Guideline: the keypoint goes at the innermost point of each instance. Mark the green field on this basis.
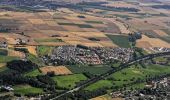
(34, 59)
(33, 73)
(44, 50)
(4, 59)
(129, 75)
(26, 89)
(68, 81)
(120, 40)
(95, 69)
(101, 84)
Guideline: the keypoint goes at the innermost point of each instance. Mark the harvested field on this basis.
(160, 33)
(32, 50)
(154, 42)
(58, 70)
(36, 21)
(144, 44)
(16, 54)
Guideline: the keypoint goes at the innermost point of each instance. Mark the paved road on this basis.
(104, 75)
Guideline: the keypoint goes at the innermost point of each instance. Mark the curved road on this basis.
(102, 76)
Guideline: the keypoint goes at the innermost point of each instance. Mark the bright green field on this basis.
(33, 73)
(101, 84)
(68, 81)
(26, 89)
(34, 59)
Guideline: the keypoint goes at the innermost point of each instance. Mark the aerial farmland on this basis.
(84, 49)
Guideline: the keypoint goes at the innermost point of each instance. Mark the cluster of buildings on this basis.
(160, 49)
(156, 90)
(78, 55)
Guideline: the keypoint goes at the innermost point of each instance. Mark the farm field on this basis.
(116, 39)
(102, 32)
(27, 89)
(68, 81)
(58, 70)
(129, 75)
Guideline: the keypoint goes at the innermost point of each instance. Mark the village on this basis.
(79, 55)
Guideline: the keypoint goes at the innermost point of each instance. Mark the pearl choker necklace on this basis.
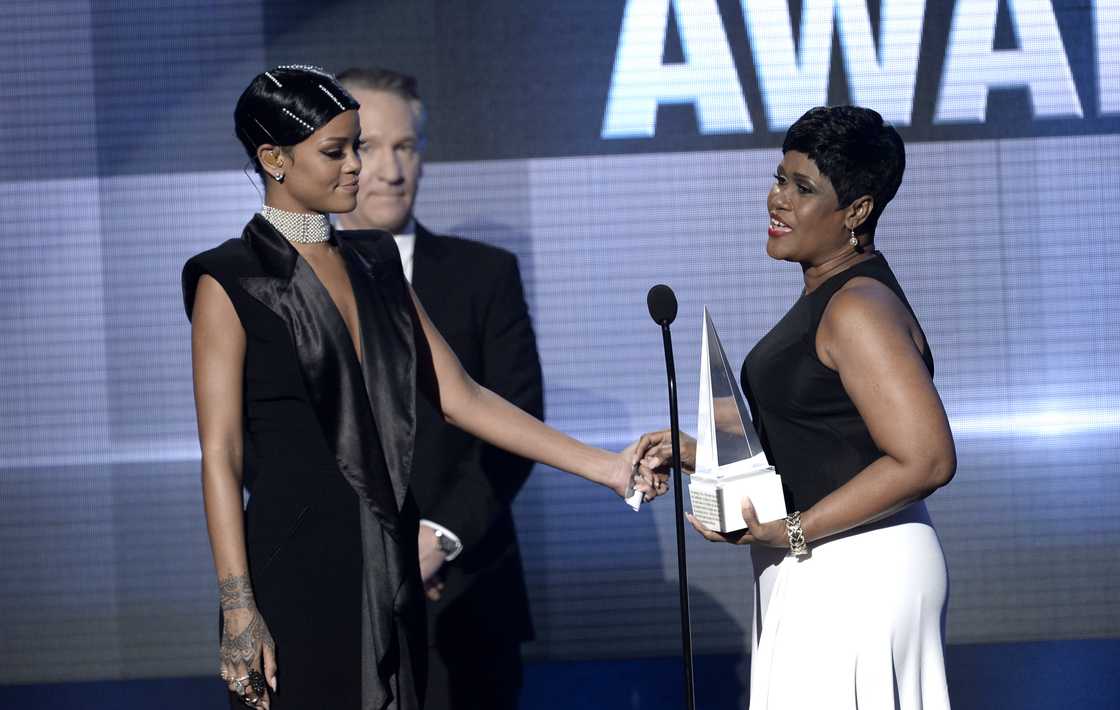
(299, 227)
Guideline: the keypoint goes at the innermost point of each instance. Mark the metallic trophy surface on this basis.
(730, 461)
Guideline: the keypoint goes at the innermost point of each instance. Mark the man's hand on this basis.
(431, 562)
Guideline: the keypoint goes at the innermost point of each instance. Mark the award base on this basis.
(717, 495)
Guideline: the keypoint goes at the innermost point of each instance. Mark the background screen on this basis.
(612, 146)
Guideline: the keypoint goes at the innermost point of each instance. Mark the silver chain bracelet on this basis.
(798, 545)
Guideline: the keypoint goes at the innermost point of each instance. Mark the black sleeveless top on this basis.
(808, 424)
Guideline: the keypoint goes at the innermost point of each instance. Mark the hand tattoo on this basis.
(236, 592)
(245, 645)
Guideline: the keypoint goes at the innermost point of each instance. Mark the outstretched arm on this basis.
(478, 411)
(217, 345)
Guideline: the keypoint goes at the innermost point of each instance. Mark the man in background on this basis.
(477, 609)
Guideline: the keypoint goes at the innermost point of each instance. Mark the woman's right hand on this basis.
(659, 456)
(248, 648)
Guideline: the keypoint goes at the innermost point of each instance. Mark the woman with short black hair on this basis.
(850, 589)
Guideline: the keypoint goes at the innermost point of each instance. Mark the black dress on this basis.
(330, 530)
(808, 424)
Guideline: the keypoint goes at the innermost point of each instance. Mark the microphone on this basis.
(662, 304)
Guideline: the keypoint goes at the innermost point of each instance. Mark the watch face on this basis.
(446, 544)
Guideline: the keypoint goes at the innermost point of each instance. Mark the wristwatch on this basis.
(448, 545)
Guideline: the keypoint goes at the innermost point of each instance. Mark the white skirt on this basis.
(857, 625)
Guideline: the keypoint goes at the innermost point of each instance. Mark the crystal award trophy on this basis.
(730, 463)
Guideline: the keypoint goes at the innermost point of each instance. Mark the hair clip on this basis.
(337, 103)
(305, 67)
(301, 121)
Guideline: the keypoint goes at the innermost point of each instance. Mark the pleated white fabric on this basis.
(857, 625)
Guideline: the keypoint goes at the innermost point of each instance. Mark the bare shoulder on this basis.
(865, 316)
(865, 302)
(212, 306)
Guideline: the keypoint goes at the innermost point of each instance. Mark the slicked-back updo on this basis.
(282, 106)
(857, 150)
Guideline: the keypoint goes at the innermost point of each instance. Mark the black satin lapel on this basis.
(389, 361)
(333, 379)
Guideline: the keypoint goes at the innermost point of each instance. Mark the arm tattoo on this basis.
(236, 592)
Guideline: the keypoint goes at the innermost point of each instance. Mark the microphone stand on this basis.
(682, 573)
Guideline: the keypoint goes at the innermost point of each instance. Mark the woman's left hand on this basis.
(628, 472)
(771, 534)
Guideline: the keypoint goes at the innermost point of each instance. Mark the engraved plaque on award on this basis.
(730, 461)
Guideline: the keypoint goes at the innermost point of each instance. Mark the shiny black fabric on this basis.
(364, 413)
(808, 424)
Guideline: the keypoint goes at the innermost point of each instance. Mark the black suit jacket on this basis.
(474, 296)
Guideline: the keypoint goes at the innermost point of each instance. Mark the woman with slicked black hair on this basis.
(309, 351)
(850, 588)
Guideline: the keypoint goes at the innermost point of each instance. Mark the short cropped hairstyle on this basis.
(857, 150)
(283, 105)
(389, 81)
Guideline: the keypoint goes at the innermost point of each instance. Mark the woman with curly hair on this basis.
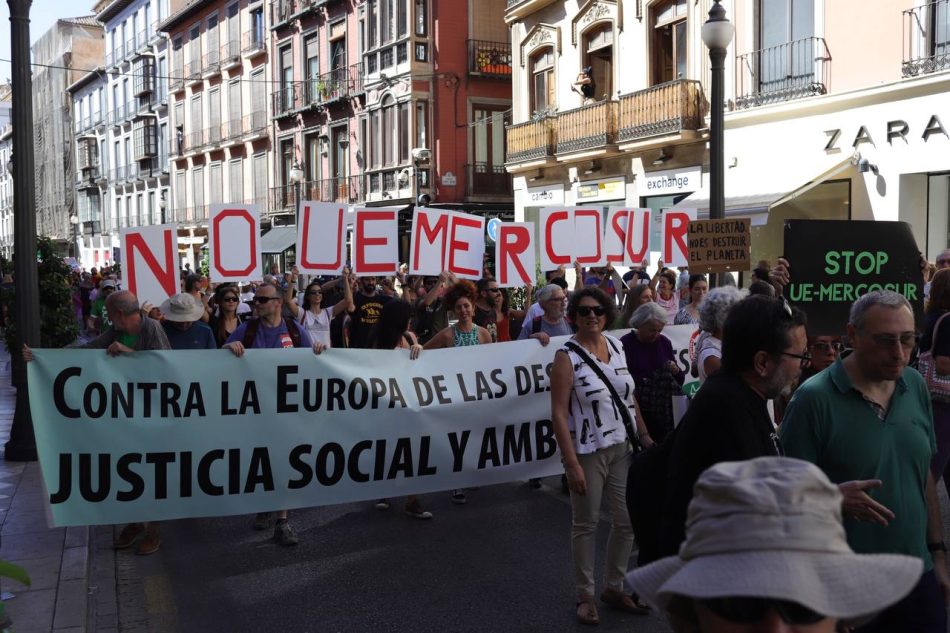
(460, 299)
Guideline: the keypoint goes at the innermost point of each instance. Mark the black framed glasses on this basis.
(751, 610)
(804, 359)
(586, 310)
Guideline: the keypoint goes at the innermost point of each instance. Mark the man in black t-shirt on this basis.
(367, 309)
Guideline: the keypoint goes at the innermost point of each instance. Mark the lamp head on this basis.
(717, 31)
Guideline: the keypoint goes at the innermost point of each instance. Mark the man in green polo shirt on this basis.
(869, 417)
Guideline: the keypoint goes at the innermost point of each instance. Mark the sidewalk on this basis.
(57, 560)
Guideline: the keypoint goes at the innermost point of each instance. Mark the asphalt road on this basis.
(499, 563)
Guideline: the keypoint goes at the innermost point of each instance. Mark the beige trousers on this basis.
(606, 474)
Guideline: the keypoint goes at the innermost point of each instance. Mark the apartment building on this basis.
(91, 159)
(136, 99)
(639, 139)
(220, 147)
(6, 192)
(61, 55)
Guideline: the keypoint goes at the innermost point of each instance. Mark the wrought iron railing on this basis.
(926, 39)
(587, 127)
(531, 140)
(793, 70)
(667, 108)
(489, 59)
(484, 179)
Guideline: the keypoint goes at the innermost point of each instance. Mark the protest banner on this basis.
(234, 242)
(834, 262)
(720, 246)
(165, 435)
(514, 254)
(151, 261)
(321, 240)
(674, 249)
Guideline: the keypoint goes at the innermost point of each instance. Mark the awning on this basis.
(751, 194)
(279, 239)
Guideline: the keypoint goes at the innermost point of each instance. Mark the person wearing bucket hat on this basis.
(766, 550)
(183, 325)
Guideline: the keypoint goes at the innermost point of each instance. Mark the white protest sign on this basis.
(514, 254)
(466, 253)
(234, 238)
(673, 237)
(429, 241)
(151, 261)
(321, 238)
(375, 250)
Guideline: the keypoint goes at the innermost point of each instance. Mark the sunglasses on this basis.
(586, 310)
(752, 610)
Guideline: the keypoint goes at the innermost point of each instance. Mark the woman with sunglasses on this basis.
(595, 448)
(313, 316)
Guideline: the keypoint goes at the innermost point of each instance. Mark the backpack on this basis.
(252, 326)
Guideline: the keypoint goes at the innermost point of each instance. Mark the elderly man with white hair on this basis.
(553, 301)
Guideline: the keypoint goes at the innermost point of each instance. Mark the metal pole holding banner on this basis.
(22, 443)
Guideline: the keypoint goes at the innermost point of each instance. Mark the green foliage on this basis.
(57, 318)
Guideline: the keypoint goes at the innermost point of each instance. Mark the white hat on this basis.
(182, 307)
(771, 528)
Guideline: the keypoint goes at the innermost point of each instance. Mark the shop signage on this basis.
(719, 246)
(596, 190)
(897, 129)
(661, 183)
(545, 195)
(833, 262)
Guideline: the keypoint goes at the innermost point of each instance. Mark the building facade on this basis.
(61, 55)
(220, 148)
(137, 128)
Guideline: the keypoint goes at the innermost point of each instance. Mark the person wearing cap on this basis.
(766, 551)
(869, 416)
(183, 325)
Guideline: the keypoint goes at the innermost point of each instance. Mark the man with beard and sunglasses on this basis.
(869, 415)
(365, 311)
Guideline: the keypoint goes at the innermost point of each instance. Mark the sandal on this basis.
(622, 602)
(587, 611)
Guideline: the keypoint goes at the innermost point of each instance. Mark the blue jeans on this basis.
(921, 611)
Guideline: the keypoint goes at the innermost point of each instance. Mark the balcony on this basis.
(483, 179)
(782, 73)
(287, 100)
(926, 39)
(674, 107)
(254, 42)
(489, 59)
(531, 141)
(588, 127)
(345, 189)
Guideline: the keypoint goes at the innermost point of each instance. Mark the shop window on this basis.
(669, 46)
(543, 97)
(598, 56)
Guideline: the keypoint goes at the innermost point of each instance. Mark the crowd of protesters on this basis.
(848, 401)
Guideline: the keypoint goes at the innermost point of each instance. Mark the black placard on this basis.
(833, 262)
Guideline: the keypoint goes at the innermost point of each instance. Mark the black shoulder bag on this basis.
(618, 401)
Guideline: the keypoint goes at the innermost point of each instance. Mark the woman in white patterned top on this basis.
(595, 449)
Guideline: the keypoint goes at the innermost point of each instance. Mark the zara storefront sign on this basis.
(672, 181)
(545, 195)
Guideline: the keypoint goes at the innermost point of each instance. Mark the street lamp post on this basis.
(22, 443)
(717, 34)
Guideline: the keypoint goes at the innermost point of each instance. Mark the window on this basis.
(669, 41)
(542, 81)
(787, 57)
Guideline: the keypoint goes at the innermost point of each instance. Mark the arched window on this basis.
(599, 56)
(542, 80)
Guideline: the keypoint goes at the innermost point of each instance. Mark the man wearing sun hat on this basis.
(766, 551)
(182, 323)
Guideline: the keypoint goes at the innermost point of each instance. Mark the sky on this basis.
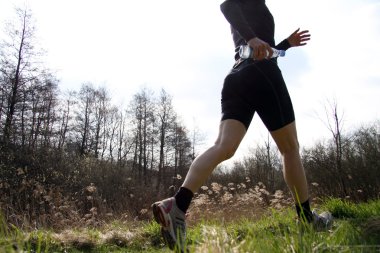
(185, 47)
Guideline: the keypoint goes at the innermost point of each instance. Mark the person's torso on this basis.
(259, 19)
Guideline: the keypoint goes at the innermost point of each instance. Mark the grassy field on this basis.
(356, 229)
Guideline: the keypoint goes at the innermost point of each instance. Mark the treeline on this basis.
(70, 158)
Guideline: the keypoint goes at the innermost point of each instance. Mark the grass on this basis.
(356, 229)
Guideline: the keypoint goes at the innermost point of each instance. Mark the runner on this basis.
(253, 85)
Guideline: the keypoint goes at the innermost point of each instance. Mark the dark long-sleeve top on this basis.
(250, 19)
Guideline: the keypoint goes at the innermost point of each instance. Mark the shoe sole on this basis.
(159, 217)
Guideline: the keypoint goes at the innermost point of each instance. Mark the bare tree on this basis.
(335, 126)
(166, 118)
(18, 64)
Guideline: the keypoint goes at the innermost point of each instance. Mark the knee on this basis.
(289, 147)
(225, 151)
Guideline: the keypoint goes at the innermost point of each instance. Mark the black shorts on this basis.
(257, 86)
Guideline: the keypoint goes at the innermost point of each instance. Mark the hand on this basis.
(261, 49)
(299, 38)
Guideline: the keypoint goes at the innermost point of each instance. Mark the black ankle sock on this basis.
(183, 198)
(304, 211)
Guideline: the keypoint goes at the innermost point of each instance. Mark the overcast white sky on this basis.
(185, 47)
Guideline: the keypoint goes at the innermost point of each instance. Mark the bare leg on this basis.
(231, 132)
(294, 173)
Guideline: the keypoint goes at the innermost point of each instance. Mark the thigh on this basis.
(286, 138)
(273, 104)
(231, 132)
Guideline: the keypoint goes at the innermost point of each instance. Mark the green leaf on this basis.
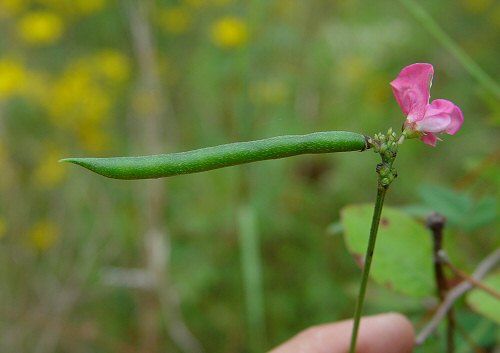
(459, 208)
(484, 303)
(403, 257)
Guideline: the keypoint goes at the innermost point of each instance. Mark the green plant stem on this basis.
(379, 203)
(436, 223)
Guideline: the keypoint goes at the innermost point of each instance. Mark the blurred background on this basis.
(238, 259)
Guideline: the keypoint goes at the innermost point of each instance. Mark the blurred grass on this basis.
(230, 70)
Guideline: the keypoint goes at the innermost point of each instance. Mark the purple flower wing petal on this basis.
(412, 90)
(441, 116)
(430, 139)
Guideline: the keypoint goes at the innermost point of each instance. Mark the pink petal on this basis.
(441, 116)
(457, 119)
(412, 90)
(430, 139)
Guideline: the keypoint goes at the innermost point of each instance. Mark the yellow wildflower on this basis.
(113, 65)
(41, 28)
(88, 6)
(12, 7)
(43, 235)
(229, 32)
(196, 4)
(12, 77)
(176, 19)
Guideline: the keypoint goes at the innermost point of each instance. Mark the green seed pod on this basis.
(165, 165)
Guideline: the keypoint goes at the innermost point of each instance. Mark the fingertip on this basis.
(388, 332)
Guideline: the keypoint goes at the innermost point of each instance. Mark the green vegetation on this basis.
(242, 258)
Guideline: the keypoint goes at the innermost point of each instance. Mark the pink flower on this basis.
(412, 91)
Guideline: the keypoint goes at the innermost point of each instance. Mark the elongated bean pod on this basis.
(165, 165)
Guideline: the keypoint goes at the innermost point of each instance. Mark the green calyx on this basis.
(387, 147)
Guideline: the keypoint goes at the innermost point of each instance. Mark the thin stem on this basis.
(379, 203)
(436, 223)
(444, 259)
(484, 267)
· · · ·
Write out again, exactly, the lines from the one holding "vegetation on this basis." through the end of the listing, with both ends included.

→ TASK OUTPUT:
Guideline: the keypoint goes at the innermost point of each instance. Mark the green vegetation on this basis.
(242, 258)
Guideline: the keypoint goes at the innermost point of each instance. Mark the pink flower on this basis.
(412, 91)
Guideline: the keypoint goes at the innermost point of each instance. Mark the elongated bean pod on this basis.
(165, 165)
Guideline: the keypoint goes at the innermost point of each instance. Mark the green calyx on this basis.
(387, 147)
Guideline: the keypoint goes at the innermost point of each instance. Mark the thin stem on this basis.
(379, 203)
(436, 223)
(444, 259)
(484, 267)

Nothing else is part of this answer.